*REQUIREMENTS*
Render every line of the data below as a numbered list, with blank lines dropped and the pictures left out.
:::
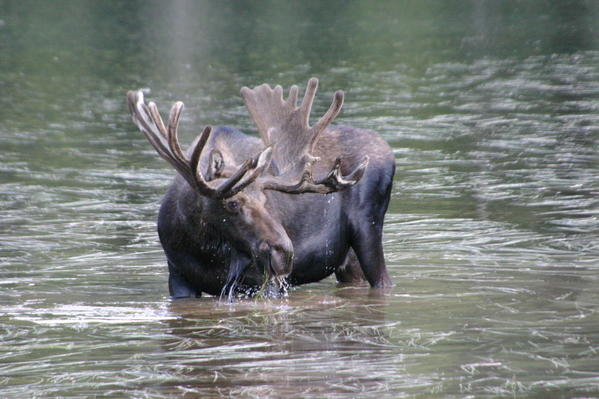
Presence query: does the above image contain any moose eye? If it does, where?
[225,200,241,213]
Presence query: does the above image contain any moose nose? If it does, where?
[258,241,293,276]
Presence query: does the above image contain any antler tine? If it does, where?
[300,78,318,126]
[287,85,299,108]
[127,91,271,198]
[263,156,370,194]
[312,90,344,142]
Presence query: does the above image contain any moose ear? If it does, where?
[206,149,225,181]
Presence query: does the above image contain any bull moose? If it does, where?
[127,78,395,298]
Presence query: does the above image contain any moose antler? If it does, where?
[127,90,272,198]
[241,78,369,194]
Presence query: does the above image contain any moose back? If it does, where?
[127,78,395,298]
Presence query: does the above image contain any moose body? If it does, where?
[129,80,395,297]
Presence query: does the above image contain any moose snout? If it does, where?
[258,241,293,276]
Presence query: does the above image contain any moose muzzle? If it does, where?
[256,239,293,277]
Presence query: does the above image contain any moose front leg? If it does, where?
[335,248,366,284]
[168,261,202,299]
[351,222,393,288]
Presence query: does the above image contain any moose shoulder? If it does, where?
[128,78,395,298]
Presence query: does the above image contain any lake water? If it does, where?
[0,0,599,399]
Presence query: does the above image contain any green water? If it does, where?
[0,0,599,399]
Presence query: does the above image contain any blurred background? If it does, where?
:::
*TASK OUTPUT*
1. Presence query: does the above image contain any moose eye? If it does, where?
2. [225,200,241,213]
3. Presence query: does the above image contain any moose nose? If it does, where?
4. [258,241,293,276]
5. Presence query: does the above image contain any antler tine? If it does, where?
6. [300,78,318,126]
7. [287,85,299,108]
8. [127,91,271,198]
9. [263,156,370,194]
10. [312,90,344,142]
11. Presence query: does the above image contain any moose ear? If it does, where?
12. [206,149,225,181]
13. Presence query: does the above image contain any bull moose? If it does, where?
14. [127,78,395,298]
15. Presence query: does the above image contain any moose antler? If it does, where?
16. [127,90,272,198]
17. [241,78,369,194]
18. Presence query: does the above image contain any moose back? If it does, where?
19. [127,78,395,298]
20. Presence query: does the above image contain any moose body? If it does, where?
21. [129,80,395,297]
22. Presence query: does the above image contain any moose snout? If it does, where?
23. [258,241,293,276]
24. Presence query: does the above image contain any moose muzzle? If it does, where?
25. [256,239,293,277]
26. Presence query: does the above image contain any moose front leg? If it does, where?
27. [335,248,366,284]
28. [168,261,202,299]
29. [351,222,393,288]
30. Presence query: does the above image contain any moose shoulder? If it does, where?
31. [128,78,395,298]
32. Presence query: does the above image contain any lake water? If it does, where?
33. [0,0,599,399]
34. Presence query: does the above image contain any green water? If it does, where?
35. [0,0,599,399]
36. Presence query: does the above image contain any blurred background? If it does, where?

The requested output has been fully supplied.